_ACTIONS TO TAKE_
(1) According to the article on travel posters, in what year was the Wrigley Building completed?
(2) Rewrite the part of the travel poster article starting with "If the luxurious" and going on through "a personal note.", replacing "Frank Sinatra" with "Dean Martin".
(3) Extend the article on travel posters from the 79th Rare Posters Auction, beginning right after its final sentence.

_PROVIDED TEXT_
******************************
Lithographic World Travel

For those of us who suffer from acute wanderlust, there is perhaps no better substitute for travel than becoming engrossed in images of far-away places. Travel posters are a great jumping-off point: they introduce us to new cities and landscapes through the artists’ unique and enticing points of view. For further indulgence, we traveled to poster destinations via Google Earth to compare the designers’ interpretations with the actual locations. Follow along with us as we travel the world through posters from our 79th Rare Posters Auction.

Tip: Links to Google Earth are included for each, which can be opened with Google Chrome

123. Continental Airlines / Chicago. ca. 1950.View on Google Earth
Artist: Anonymous
25 1/4 x 39 7/8 in./64 x 101.2 cm
Est: $700-$900

This anonymous artist presents us with a bird’s eye view of Chicago’s Magnificent Mile near the riverway that enters the city from Lake Michigan. At the bottom right is the Wrigley Building—the former headquarters of the famed chewing gum—which was completed in 1924. The arched building that faces the Wrigley is a mixed-use commercial space. Continental Airlines was founded in 1934 and found notable success in the late 70s and 80s; in 2010, the airline merged with UAL Corporation, the parent company of United Airlines.

140. Marseille / Porte de l’Afrique du Nord. 1929.View on Google Earth
Artist: Roger Broders (1883-1953)
24 7/8 x 39 1/4 in./63.3 x 99.7 cm
Est: $5,000-$6,000

At the Porte de L’Afrique du Nord, hoards of international ships fill the peaceful sea as they anticipate new trade opportunities resulting from PLM’s railway expansion. From Broder’s idealized vantage point, we glimpse the Basilique Notre-Dame de la Garde, a church dedicated to the seafarer, rising on the hill; the dome to the left, of the Cathédrale La Major, has been shifted over by the artist to fit in the frame. Nevertheless, the geometric composition, specked with coral red and dreamy sea blue, is a powerful depiction of the monumental change beginning to shake Marseille—and today’s vantage illuminates just how much the port has evolved.

232. France. ca. 1950.View on Google Earth
Artist: Anonymous
24 3/4 x 37 1/4 in./63 x 94.5 cm
Est: $1,700-$2,000

If the luxurious beaches of Biarritz were not enough to sway you, Frank Sinatra’s hand-signed note should do the trick to get you fully on board: “The food’s a gasses / the broads are mothers / and the booze is fine!” The seaside town was a popular destination throughout the 1800s and early 1900s (Picasso, Hemingway, and Cocteau all frequented its beaches), but the German occupation and Allied bombing ravished the area. Thankfully, Ol’ Blue Eyes—along with Marilyn Monroe and Rita Hayworth—rejuvenated the scene and restored the area’s former glory, which flourishes to this day. This poster is hand-signed by Frank Sinatra with a personal note.
******************************
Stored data
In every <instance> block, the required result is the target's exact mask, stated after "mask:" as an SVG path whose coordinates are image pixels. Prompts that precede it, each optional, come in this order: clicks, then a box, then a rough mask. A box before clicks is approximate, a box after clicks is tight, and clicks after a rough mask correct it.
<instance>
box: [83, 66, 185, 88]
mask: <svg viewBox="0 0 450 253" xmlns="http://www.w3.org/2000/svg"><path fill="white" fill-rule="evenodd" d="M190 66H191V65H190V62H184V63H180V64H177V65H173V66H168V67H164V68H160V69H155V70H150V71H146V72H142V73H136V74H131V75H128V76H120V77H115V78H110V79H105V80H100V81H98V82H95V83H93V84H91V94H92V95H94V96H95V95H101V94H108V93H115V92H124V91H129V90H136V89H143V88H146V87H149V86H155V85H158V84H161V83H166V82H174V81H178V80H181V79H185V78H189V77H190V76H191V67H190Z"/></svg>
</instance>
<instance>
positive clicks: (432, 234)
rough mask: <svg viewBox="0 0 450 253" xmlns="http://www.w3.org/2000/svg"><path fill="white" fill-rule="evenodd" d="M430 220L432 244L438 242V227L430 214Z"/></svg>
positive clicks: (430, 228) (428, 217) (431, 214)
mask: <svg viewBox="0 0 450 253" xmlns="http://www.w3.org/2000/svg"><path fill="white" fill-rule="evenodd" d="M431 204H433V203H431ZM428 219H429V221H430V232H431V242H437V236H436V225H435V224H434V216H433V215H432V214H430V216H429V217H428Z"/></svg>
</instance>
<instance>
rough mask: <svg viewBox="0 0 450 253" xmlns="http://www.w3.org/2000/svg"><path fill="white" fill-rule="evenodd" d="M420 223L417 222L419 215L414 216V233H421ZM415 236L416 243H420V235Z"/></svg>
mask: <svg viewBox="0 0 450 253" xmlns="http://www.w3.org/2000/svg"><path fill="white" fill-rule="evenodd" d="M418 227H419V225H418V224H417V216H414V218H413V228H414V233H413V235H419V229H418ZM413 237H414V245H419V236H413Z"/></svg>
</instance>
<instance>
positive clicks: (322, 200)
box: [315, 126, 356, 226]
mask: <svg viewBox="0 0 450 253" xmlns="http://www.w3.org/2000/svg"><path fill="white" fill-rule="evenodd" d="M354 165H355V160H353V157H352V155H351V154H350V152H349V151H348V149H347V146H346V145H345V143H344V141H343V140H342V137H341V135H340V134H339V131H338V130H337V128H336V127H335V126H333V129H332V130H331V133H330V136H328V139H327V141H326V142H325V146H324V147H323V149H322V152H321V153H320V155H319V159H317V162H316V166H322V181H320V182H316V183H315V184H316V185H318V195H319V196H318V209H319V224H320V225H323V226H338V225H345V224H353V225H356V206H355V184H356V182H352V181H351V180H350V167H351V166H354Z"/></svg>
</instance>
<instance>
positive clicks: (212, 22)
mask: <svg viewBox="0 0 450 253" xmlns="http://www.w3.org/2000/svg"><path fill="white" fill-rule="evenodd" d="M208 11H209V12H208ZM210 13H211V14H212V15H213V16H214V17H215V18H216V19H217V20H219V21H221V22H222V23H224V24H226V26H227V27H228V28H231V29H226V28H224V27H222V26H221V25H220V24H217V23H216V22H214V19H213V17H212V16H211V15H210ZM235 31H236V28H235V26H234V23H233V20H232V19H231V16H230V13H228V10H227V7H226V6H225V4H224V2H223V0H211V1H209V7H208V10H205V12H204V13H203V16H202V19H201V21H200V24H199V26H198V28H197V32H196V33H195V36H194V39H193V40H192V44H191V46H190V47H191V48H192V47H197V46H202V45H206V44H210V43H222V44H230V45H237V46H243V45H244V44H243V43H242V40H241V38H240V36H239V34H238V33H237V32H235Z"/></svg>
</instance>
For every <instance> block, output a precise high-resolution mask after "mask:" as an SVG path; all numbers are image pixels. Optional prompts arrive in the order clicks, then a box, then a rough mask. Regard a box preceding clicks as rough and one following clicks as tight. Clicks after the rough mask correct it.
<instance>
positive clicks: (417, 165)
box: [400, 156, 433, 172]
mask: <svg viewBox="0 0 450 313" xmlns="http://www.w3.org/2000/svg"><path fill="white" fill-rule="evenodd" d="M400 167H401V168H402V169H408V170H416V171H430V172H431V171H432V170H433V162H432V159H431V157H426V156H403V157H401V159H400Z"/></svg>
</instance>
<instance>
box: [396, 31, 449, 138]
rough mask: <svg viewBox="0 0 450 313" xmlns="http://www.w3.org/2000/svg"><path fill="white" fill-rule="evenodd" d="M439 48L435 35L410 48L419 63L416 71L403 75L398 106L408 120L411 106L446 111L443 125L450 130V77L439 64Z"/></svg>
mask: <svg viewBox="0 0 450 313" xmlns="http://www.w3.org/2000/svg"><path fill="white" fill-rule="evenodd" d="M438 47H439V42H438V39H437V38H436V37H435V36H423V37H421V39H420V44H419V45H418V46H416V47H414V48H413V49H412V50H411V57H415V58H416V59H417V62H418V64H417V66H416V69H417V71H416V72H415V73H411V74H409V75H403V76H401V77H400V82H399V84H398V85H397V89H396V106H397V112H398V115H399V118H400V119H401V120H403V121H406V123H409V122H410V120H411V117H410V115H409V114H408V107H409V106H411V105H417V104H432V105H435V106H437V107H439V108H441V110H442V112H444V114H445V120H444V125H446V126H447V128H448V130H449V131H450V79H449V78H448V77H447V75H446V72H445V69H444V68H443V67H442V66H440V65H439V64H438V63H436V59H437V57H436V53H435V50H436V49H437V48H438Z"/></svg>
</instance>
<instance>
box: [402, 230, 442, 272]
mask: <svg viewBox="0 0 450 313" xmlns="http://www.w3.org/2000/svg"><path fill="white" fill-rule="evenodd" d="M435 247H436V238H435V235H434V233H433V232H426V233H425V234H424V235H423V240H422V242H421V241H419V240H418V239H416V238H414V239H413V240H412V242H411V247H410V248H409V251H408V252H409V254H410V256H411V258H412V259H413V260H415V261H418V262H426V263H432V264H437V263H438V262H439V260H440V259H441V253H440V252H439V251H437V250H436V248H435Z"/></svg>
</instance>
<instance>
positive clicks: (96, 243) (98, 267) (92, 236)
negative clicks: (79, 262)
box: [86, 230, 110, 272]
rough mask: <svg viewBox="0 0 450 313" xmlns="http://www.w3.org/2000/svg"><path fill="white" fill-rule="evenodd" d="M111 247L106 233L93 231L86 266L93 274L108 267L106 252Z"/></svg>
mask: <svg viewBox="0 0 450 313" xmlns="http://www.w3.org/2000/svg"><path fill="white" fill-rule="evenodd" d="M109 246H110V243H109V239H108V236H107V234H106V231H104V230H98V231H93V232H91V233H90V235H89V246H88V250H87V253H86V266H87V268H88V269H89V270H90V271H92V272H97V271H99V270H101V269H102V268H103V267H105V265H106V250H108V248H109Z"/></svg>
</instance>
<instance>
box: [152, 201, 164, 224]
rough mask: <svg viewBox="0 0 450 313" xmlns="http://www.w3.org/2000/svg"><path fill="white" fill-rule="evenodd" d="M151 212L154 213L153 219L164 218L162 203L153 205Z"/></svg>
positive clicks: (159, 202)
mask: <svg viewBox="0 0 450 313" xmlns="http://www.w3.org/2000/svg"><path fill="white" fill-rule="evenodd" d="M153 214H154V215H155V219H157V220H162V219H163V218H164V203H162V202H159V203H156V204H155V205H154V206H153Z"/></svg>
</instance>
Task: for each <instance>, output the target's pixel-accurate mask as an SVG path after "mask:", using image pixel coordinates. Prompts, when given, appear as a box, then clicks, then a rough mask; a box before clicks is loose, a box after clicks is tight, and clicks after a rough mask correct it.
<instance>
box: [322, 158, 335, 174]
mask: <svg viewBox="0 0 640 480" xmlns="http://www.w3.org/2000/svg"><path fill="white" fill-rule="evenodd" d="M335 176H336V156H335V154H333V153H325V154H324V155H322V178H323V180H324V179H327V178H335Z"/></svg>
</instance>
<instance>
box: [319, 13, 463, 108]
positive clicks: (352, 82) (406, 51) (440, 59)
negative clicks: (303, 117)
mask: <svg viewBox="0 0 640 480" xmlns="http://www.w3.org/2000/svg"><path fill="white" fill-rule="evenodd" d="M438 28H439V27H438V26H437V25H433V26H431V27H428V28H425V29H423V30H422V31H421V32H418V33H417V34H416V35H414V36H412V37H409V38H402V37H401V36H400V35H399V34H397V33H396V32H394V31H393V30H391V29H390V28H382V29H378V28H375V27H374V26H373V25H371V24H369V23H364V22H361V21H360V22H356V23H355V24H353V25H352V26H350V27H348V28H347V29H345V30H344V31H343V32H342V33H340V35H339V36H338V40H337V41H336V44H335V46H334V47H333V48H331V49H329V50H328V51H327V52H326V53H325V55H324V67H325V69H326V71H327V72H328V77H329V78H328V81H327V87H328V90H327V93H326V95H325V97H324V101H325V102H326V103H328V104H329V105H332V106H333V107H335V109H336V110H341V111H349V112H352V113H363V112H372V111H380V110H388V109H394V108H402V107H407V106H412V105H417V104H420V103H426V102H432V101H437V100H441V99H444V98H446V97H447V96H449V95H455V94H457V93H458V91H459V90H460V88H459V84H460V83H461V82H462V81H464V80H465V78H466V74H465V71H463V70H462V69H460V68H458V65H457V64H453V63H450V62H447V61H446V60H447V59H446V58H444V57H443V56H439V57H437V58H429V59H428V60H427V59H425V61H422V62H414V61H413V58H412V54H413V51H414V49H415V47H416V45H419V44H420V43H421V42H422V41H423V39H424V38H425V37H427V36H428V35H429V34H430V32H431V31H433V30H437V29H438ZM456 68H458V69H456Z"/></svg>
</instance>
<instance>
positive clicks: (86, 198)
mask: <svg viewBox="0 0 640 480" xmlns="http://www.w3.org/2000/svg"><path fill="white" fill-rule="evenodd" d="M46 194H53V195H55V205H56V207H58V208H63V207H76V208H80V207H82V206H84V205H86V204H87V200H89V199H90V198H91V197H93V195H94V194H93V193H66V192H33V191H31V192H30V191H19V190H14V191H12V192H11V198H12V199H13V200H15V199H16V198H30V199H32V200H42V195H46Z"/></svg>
******************************
_RESPONSES_
(1) 1924

(2)
If the luxurious beaches of Biarritz were not enough to sway you, Dean Martin’s hand-signed note should do the trick to get you fully on board: “The food’s a gasses / the broads are mothers / and the booze is fine!” The seaside town was a popular destination throughout the 1800s and early 1900s (Picasso, Hemingway, and Cocteau all frequented its beaches), but the German occupation and Allied bombing ravished the area. Thankfully, Ol’ Blue Eyes—along with Marilyn Monroe and Rita Hayworth—rejuvenated the scene and restored the area’s former glory, which flourishes to this day. This poster is hand-signed by Dean Martin with a personal note.

(3)
255. Florence. 1921.View on Google Earth
Artist: Roger Broders (1883-1953)
29 3/4 x 41 1/4 in./75.5 x 104.8 cm
Est: $1,400-$1,700

While many artists have chosen to portray the beauty of Florence bathed in sunlight, Broders gives the viewer a more intimate, romantic view of the famed city twinkling in the moonlight. While the artist’s perspective is a bit skewed, it’s quite remarkable to see how many details are not only accurate, but prevail to this very day.

258. Amalfi. 1950.View on Google Earth
Artist: Buttoni
26 x 38 in./66 x 96.5 cm
Est: $1,000-$1,200

In a pseudo-surrealist bent, Buttoni places the Amalfi coast within a conch shell. The shells can be found scattered along the picturesque beaches, and for centuries, local artisans have used these natural elements to create cameo engravings and other souvenirs.

332. St. Andrews : Maquette. 1925.View on Google Earth
Artist: Henry George Gawthorn (1879-1941)
49 3/4 x 39 1/2 in./126.5 x 100.3 cm
Est: $14,000-$17,000

“… possibly the most famous place in Scotland, and certainly for sports fans. St. Andrews is world famous for its golf: indeed, it is the home of golf, with the Royal and Ancient (Golf Club) dominating this part of the country. The ancient university City of St. Andrews lies at the extreme end of the Fife peninsula, where the North Sea washes a rocky headland flanked by sandy bays housing the most famous golf course in the world” (Furness, p. 56-57). In Gawthorn’s lush maquette, stylish male and female golfers take to the green; bathers tan on the rocky outcrops; and, in the distance, the university towers majestically. It’s difficult to say whether the beach bluffs once existed or if they were placed there by the artist, but there’s no denying that the landscape and amenities have been updated for our modern times.

382. Santa Margherita Ligure. 1934.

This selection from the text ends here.